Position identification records
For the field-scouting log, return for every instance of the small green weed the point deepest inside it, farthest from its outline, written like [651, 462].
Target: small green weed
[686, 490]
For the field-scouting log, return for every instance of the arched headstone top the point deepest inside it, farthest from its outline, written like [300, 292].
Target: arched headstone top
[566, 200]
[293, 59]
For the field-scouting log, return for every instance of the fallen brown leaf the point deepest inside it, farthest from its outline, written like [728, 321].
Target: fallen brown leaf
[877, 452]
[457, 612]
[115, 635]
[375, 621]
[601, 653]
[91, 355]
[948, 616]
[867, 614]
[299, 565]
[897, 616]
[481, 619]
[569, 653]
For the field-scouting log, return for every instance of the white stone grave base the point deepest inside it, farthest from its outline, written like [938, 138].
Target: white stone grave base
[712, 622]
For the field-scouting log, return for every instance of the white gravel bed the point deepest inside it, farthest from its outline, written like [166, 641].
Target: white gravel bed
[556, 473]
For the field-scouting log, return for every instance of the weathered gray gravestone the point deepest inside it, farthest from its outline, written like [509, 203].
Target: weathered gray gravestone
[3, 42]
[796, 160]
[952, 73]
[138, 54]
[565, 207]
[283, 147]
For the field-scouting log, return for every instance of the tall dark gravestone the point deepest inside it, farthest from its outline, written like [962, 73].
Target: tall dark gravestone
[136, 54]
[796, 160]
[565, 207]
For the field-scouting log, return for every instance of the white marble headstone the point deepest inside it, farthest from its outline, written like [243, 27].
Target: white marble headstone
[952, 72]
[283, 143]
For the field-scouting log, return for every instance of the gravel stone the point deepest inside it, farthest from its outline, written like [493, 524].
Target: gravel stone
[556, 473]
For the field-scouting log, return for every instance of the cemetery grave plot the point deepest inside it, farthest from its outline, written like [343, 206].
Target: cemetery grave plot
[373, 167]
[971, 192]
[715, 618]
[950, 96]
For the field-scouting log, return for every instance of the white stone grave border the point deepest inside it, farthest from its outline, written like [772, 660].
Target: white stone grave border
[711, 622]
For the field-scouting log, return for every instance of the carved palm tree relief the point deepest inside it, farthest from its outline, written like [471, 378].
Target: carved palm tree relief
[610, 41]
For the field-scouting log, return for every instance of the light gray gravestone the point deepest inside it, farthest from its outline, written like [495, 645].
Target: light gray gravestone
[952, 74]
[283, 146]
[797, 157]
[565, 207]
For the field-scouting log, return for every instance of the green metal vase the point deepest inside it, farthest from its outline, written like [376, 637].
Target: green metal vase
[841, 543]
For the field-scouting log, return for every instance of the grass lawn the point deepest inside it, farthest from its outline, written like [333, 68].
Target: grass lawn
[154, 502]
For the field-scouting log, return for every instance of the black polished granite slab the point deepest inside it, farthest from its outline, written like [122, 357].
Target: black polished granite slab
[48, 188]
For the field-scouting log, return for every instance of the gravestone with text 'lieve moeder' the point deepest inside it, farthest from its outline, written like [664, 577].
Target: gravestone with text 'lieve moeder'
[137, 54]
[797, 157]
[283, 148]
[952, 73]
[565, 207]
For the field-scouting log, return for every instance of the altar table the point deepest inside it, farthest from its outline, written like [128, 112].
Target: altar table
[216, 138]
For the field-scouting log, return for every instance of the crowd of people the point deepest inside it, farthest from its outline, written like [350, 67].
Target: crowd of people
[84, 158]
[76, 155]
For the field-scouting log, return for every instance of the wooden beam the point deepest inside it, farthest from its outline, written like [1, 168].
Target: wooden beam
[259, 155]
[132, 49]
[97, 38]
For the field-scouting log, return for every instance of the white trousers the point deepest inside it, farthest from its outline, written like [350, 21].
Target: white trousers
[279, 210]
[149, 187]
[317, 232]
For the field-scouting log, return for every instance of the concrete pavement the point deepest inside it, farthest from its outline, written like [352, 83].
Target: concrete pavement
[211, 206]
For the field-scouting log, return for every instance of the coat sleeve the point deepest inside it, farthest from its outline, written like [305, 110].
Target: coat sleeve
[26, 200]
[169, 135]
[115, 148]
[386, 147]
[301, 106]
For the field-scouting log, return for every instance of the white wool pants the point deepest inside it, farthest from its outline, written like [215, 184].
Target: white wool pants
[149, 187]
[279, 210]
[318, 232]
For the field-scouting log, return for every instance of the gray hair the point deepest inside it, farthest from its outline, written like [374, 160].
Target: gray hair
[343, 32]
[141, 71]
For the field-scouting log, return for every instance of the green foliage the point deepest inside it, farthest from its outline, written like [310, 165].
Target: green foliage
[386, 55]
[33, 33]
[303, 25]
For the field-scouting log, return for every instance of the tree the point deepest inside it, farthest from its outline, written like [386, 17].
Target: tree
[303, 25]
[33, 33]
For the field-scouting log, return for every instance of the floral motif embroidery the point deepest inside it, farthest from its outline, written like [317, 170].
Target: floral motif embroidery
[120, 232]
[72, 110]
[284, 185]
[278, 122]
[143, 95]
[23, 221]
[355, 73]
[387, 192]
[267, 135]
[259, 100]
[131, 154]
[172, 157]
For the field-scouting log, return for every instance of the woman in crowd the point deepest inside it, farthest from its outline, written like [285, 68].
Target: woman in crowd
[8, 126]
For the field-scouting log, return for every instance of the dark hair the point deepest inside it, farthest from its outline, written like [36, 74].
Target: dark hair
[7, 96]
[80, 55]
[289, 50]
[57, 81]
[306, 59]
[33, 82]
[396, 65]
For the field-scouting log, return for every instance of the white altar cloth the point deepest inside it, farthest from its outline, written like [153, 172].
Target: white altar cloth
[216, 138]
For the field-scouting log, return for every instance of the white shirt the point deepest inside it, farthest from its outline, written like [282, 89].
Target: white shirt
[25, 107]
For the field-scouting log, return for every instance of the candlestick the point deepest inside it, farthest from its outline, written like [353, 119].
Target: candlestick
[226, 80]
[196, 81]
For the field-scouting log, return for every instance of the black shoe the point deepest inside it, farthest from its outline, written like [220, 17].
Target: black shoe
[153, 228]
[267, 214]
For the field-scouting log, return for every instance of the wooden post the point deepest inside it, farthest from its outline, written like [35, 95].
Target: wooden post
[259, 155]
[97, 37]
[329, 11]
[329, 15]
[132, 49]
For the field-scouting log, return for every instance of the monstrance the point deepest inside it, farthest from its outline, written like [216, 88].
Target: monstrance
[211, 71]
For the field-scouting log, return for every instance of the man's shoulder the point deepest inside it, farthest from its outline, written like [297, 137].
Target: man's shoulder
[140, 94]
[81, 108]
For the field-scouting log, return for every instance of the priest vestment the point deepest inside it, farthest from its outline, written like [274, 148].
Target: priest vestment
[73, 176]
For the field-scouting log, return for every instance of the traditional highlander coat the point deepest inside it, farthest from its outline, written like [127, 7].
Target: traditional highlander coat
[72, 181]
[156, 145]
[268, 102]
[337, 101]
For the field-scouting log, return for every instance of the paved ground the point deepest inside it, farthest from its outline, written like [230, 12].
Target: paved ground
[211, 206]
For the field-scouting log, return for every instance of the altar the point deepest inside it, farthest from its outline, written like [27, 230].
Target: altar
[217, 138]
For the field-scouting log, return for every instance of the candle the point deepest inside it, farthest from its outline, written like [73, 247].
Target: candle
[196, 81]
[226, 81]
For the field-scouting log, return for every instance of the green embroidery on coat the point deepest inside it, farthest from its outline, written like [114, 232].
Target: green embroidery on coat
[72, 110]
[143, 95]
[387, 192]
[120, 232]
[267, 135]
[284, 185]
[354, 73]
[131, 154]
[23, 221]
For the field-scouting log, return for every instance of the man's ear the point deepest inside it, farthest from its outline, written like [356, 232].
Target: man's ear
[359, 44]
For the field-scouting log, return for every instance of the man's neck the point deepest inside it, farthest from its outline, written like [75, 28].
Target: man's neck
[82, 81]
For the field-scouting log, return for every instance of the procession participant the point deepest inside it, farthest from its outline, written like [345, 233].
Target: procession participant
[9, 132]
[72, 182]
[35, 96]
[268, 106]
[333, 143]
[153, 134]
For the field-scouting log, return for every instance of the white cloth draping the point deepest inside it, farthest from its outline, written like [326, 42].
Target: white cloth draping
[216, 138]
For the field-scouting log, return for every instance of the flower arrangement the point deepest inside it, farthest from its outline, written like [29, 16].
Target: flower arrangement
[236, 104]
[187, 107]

▶ Exercise directions:
Print the line containing "like [230, 12]." and every line after it to the end of the records above, exactly as written, and nothing else.

▶ Finished exercise:
For the field-scouting log, return for every instance of the paved ground the point deepest inside it, farthest from its outline, written like [230, 12].
Target: paved ground
[211, 206]
For the field-scouting log, return for every instance of the altar the point deepest inside it, farthest from its outline, written like [27, 230].
Target: altar
[217, 138]
For the field-scouting log, return for every instance of the candle the point deepest inside it, farthest from its outline, written like [73, 247].
Target: candle
[196, 81]
[226, 81]
For the field-scouting log, return for every instance of the green embroidery on coat the point deepest inside it, farthest from its outline, written like [114, 232].
Target: green embroidery on coat
[72, 110]
[143, 95]
[387, 192]
[120, 232]
[267, 135]
[284, 185]
[354, 73]
[131, 154]
[23, 221]
For the field-scouting log, return for every instance of the man's ear the point deepest inside it, farthest from its outline, written like [356, 232].
Target: man's ear
[359, 44]
For the field-scouting log, return for every instance of the man's neck the point deepest inside it, farthest from its outline, written like [75, 28].
Target: man's neck
[82, 81]
For the field-scouting log, return for every instance of the procession participant the point deepest inside it, farthest from its outline, written like [345, 233].
Target: procession participant
[9, 132]
[72, 182]
[35, 96]
[268, 106]
[333, 143]
[153, 134]
For the field-scouting log, return for every instance of the white cloth draping the point deepest inside it, farthest from its outline, written like [326, 42].
Target: white cloth draping
[216, 138]
For the field-scouting log, return for every instance of the flower arrangement the point deepest inside it, farthest from its outline, written like [29, 16].
Target: flower arrangement
[236, 104]
[187, 107]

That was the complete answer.